→ **PROVIDED RECORDS**
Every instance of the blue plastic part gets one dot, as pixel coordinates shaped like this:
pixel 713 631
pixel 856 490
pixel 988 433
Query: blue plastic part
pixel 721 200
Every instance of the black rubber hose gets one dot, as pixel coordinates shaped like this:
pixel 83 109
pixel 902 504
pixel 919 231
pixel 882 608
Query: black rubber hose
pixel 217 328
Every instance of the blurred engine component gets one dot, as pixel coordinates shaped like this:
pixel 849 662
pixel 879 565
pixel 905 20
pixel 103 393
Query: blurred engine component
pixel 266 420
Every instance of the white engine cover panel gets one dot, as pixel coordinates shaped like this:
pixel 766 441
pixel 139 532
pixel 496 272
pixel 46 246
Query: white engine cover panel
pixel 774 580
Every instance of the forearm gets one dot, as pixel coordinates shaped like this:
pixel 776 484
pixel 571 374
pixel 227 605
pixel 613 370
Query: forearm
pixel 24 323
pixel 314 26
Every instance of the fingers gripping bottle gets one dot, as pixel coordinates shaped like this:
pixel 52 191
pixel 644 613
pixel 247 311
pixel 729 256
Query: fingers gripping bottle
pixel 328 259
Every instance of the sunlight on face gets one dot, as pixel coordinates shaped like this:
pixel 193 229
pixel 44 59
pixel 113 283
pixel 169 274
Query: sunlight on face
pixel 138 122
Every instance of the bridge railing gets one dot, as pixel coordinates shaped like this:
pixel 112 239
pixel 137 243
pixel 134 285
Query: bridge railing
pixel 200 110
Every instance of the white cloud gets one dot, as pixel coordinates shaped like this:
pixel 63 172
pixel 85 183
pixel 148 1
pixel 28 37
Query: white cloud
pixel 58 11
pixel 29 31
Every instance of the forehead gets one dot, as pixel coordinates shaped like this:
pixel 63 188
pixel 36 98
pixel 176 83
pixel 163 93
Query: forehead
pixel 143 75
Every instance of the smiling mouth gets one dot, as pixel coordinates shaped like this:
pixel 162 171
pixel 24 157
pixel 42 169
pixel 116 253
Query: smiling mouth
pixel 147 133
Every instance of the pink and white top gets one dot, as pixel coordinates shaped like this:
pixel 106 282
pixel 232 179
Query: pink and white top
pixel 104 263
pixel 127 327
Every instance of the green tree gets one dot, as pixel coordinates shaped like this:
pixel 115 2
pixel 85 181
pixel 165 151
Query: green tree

→ **EXERCISE**
Copy the listing above word for word, from its very first line through the line with "pixel 774 580".

→ **SOLUTION**
Every instance of the blue plastic part gets one dot, as pixel coordinates shaped like this:
pixel 713 631
pixel 856 490
pixel 988 433
Query: blue plastic part
pixel 721 200
Every instance of the black rubber hose gets one dot, as pixel coordinates shaped like this:
pixel 83 109
pixel 902 504
pixel 919 231
pixel 882 608
Query: black rubber hose
pixel 217 328
Every instance of the blurred engine component gets one dot, as pixel coordinates shaped like this:
pixel 849 662
pixel 879 565
pixel 905 20
pixel 103 393
Query: blurred engine component
pixel 266 420
Every instance of the white engine cover panel gets one dot, as pixel coordinates shaped like this:
pixel 766 441
pixel 139 532
pixel 496 272
pixel 46 246
Query: white engine cover panel
pixel 774 580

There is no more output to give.